▶ [What to produce]
Lines to restate from the data below: from the one containing "Target: man's hand on keyboard" to the one containing "Target: white beard", both included. Give them again exactly, and only them.

▶ [Exercise inputs]
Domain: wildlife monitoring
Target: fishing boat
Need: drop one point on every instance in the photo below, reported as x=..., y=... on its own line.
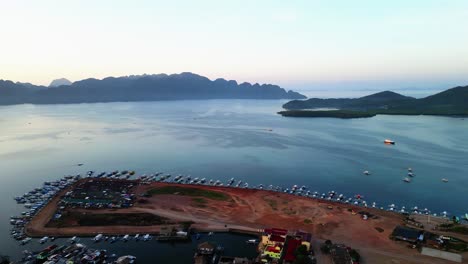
x=252, y=241
x=98, y=238
x=74, y=240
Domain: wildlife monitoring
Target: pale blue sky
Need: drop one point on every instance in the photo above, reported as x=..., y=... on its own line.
x=297, y=44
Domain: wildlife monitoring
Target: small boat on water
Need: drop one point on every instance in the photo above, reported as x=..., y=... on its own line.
x=74, y=240
x=252, y=241
x=25, y=241
x=98, y=238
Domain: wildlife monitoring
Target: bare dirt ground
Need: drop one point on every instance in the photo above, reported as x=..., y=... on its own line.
x=251, y=210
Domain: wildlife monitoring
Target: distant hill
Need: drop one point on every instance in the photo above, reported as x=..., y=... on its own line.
x=184, y=86
x=59, y=82
x=450, y=102
x=379, y=100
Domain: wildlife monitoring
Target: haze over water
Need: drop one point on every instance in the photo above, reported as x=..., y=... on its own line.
x=220, y=139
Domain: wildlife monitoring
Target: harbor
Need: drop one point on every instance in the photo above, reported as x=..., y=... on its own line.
x=116, y=193
x=134, y=196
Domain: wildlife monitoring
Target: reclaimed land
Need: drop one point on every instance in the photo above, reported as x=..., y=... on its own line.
x=251, y=210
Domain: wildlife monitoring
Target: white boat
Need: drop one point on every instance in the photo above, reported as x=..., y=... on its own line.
x=43, y=240
x=252, y=241
x=126, y=259
x=25, y=241
x=98, y=238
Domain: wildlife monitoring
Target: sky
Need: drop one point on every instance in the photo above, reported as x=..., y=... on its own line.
x=300, y=45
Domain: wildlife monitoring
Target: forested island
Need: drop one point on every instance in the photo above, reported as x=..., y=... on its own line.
x=451, y=102
x=184, y=86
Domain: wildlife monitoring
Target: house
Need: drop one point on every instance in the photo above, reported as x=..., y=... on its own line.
x=407, y=234
x=206, y=248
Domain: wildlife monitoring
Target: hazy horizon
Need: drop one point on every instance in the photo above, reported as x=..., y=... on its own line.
x=302, y=46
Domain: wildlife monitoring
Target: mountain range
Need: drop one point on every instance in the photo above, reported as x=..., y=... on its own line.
x=453, y=101
x=183, y=86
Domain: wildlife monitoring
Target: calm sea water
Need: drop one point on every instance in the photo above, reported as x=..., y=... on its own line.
x=221, y=139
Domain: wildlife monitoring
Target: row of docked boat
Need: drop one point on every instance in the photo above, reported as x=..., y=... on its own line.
x=77, y=253
x=38, y=198
x=113, y=239
x=34, y=201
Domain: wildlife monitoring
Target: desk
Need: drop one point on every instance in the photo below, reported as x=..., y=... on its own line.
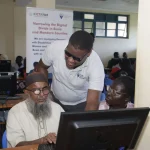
x=7, y=106
x=29, y=147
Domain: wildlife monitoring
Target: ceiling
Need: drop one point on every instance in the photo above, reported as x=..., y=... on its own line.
x=130, y=6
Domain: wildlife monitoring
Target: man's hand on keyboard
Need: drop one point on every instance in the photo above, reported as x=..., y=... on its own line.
x=50, y=138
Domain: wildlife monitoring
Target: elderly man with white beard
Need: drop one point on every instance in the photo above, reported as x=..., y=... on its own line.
x=35, y=120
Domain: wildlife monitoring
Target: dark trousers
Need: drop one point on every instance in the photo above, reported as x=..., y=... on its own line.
x=70, y=108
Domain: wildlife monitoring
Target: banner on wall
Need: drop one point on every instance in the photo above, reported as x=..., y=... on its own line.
x=43, y=26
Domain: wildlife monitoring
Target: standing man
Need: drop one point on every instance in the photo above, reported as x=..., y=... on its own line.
x=78, y=73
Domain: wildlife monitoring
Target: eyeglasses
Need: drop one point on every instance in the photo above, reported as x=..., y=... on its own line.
x=45, y=90
x=74, y=57
x=110, y=90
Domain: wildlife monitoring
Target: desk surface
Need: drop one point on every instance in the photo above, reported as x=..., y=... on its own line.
x=30, y=147
x=10, y=103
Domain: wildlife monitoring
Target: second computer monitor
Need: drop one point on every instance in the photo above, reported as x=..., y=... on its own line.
x=101, y=130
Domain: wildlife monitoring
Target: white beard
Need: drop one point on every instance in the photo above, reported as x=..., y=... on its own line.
x=39, y=110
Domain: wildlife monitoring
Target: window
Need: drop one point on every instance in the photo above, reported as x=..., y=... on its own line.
x=102, y=25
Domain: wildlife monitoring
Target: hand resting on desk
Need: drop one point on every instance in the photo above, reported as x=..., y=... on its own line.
x=50, y=138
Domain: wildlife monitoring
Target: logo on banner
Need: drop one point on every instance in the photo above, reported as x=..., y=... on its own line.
x=61, y=16
x=64, y=16
x=40, y=15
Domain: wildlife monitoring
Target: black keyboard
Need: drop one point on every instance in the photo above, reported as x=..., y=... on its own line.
x=46, y=147
x=5, y=97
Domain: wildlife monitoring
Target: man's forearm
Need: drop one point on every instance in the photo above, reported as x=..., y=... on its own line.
x=38, y=141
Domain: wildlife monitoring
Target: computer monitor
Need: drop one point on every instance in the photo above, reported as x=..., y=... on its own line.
x=101, y=130
x=8, y=83
x=5, y=65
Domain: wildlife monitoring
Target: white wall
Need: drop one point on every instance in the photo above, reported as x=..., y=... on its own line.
x=142, y=98
x=6, y=28
x=20, y=31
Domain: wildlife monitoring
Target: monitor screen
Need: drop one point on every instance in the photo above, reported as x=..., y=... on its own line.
x=8, y=83
x=5, y=65
x=101, y=130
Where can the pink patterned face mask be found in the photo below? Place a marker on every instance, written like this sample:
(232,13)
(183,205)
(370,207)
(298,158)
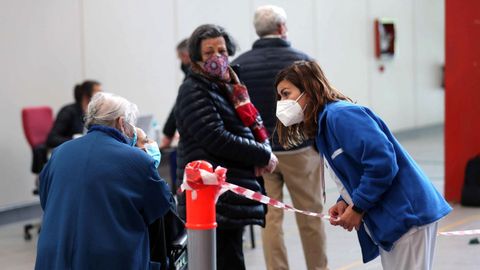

▶ [Final answer]
Target: man's hand on keyboard
Need: drop one point on every instance in the photo above, reported as x=..., y=... on its own line.
x=50, y=138
Domain: wildlife monitoring
Target: elderly man with white beard
Need: drop one point on every instance in the photo above, reported as x=..., y=... on its own line.
x=35, y=120
Domain: wildlife monitoring
Target: dark trousers
Need: drop one point on every instance in the photo above, reported as x=..., y=... on its own line.
x=70, y=108
Domain: wildlife monitoring
Target: banner on wall
Need: drop one point on every instance in the photo above, reported as x=..., y=... on its own line.
x=43, y=26
Domain: wildlife monitoring
Target: standing man
Need: drop one point on every instance in the photo above, reported as x=..., y=... on its own line.
x=78, y=73
Domain: wildlife monitoring
Target: eyeglasses
Need: drop one point on every instance in the photo above, reported as x=..., y=... on its own line.
x=45, y=90
x=74, y=57
x=110, y=90
Domain: wildlife monitoring
Target: desk surface
Need: drop one point on every instance in the photo above, reported as x=..., y=... on its own line.
x=30, y=147
x=10, y=103
Domain: wildlife monitoring
Target: second computer monitor
Need: drop one point on every instance in the photo above, reported as x=..., y=... on its own line.
x=101, y=130
Domain: wildlife monitoring
Target: white beard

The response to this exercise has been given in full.